## TASK TO COMPLETE
Word for word, repeat the entries, minus the pictures.

[Referring expression pointing data]
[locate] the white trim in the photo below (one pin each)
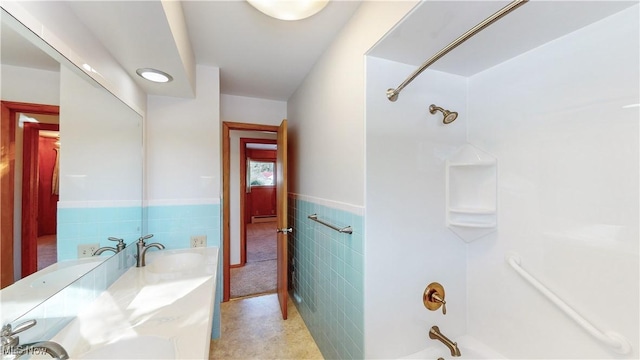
(98, 204)
(178, 202)
(355, 209)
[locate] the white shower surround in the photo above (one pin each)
(568, 171)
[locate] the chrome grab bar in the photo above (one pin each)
(618, 342)
(346, 230)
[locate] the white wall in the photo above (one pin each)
(408, 245)
(183, 145)
(326, 113)
(57, 25)
(252, 110)
(30, 85)
(568, 160)
(101, 151)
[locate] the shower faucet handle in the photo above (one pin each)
(433, 297)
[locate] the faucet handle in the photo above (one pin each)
(8, 333)
(437, 298)
(121, 245)
(20, 328)
(143, 238)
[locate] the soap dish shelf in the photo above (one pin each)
(471, 193)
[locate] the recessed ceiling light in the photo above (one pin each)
(154, 75)
(289, 9)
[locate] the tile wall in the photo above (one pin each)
(327, 281)
(87, 225)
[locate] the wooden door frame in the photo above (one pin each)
(8, 112)
(227, 126)
(243, 201)
(30, 164)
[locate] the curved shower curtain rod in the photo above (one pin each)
(392, 94)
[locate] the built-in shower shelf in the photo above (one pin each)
(472, 211)
(479, 163)
(471, 194)
(479, 225)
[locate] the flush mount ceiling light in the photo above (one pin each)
(154, 75)
(289, 9)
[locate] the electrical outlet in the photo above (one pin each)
(87, 250)
(199, 241)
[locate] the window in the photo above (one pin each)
(261, 173)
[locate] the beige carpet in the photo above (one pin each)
(258, 275)
(47, 251)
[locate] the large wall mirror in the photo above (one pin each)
(72, 158)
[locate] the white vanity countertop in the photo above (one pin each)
(30, 291)
(162, 310)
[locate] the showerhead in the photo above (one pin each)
(449, 116)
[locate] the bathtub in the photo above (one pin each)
(470, 348)
(29, 292)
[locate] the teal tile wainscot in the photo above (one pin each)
(327, 275)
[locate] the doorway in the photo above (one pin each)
(281, 211)
(253, 267)
(17, 204)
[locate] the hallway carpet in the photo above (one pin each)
(253, 328)
(258, 275)
(47, 251)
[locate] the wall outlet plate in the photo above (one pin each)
(87, 250)
(199, 241)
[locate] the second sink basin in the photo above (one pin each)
(169, 263)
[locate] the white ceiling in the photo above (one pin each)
(434, 24)
(267, 58)
(258, 56)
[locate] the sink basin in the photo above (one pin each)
(141, 347)
(63, 276)
(175, 263)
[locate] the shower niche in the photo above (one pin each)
(471, 193)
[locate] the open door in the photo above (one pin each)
(283, 228)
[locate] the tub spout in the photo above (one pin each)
(435, 334)
(54, 349)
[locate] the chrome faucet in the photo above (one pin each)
(142, 249)
(11, 344)
(435, 334)
(121, 245)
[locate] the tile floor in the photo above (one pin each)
(252, 328)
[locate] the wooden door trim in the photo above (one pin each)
(30, 163)
(227, 126)
(8, 111)
(243, 201)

## PROBLEM SOLUTION
[locate] the white trim in the photo below (one pin each)
(98, 204)
(178, 202)
(355, 209)
[locate] the white shower surround in the photo above (one pin each)
(568, 171)
[locate] the chrome grab bar in the photo above (one pin each)
(618, 342)
(346, 230)
[locate] the white wall in the photo above (one pin each)
(408, 245)
(183, 145)
(326, 113)
(57, 25)
(252, 110)
(30, 85)
(568, 160)
(101, 151)
[locate] the shower faucet handle in the photo above (one pin each)
(433, 297)
[locate] the faucet handle in the photo above (one pin each)
(8, 333)
(437, 298)
(121, 245)
(20, 328)
(143, 238)
[locate] the soap dish shelf in the photo above (one pin each)
(471, 193)
[locate] the recessed ceiling light in the photo above (one pin each)
(154, 75)
(289, 9)
[locate] the tile wall in the photo above (one pin each)
(327, 281)
(87, 225)
[locate] the wooden door frame in the photo above (one pin each)
(8, 112)
(227, 126)
(243, 201)
(30, 164)
[locate] the curved shower curtain rod in the photo above (one pin each)
(392, 94)
[locate] the built-in shower shelf in the photo above (one pin each)
(472, 211)
(479, 163)
(471, 194)
(479, 225)
[locate] the flush mount ceiling light in the photo above (one pin each)
(154, 75)
(289, 9)
[locate] the electrical outlet in the photo above (one pin each)
(87, 250)
(199, 241)
[locate] the window in the photo above (one pin each)
(261, 173)
[locate] the beige carpet in the photo above (one pin each)
(258, 275)
(47, 251)
[locate] the large wall mirror in the photo above (one pin each)
(72, 158)
[locate] the white vanity countertop in the photo above (one pin each)
(30, 291)
(162, 310)
[locate] the showerhead in the photo above (one pin each)
(449, 116)
[locate] the bathtub in the photo above (one pin each)
(470, 348)
(29, 292)
[locate] the teal tile wainscot in the photo above (one pin each)
(327, 275)
[locate] the doorway in the photo above (one pin each)
(281, 211)
(253, 267)
(17, 204)
[locate] the hallway carpet in the photo above (one pin each)
(253, 328)
(258, 275)
(47, 251)
[locate] the wall outlet plate in the photo above (one pin each)
(87, 250)
(199, 241)
[locate] the second sink basin in the photo above (one pin each)
(169, 263)
[locate] the white ceiling in the photo above (one pin each)
(434, 24)
(267, 58)
(258, 56)
[locate] the sink basin in the photo above (one pin each)
(141, 347)
(63, 276)
(175, 263)
[locate] the shower niche in the photo above (one pin each)
(471, 193)
[locate] the open door in the photo above (one pin each)
(283, 228)
[locate] the tub spout in the photo above (one pin each)
(435, 334)
(54, 349)
[locate] the chrome faucet in the photo above (one pin each)
(142, 249)
(11, 344)
(435, 334)
(121, 245)
[locate] the tile floor in the photo above (one pin each)
(252, 328)
[locate] the wooden door trim in the photo above (one pin each)
(30, 163)
(227, 126)
(8, 111)
(243, 201)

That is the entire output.